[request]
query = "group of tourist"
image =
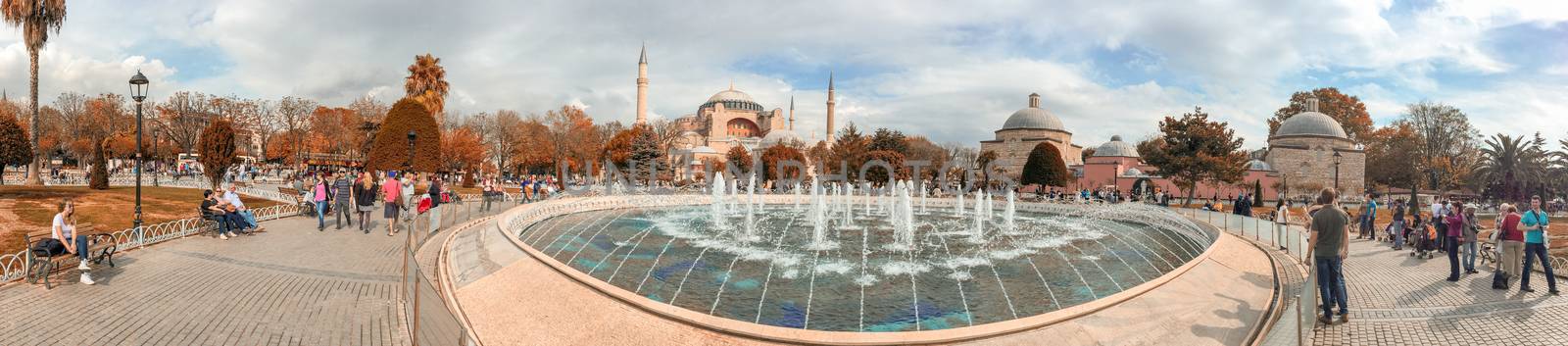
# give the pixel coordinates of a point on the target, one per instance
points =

**********

AIM OF THE TASK> Convert the lines of the items above into a numbered list, leaving out any blank lines. Omit the pictures from your answer.

PROBLEM SOLUTION>
1. [request]
2. query = "group of tourist"
3. image =
4. # give the pixel coordinates of a point on the target, one per instance
5. points =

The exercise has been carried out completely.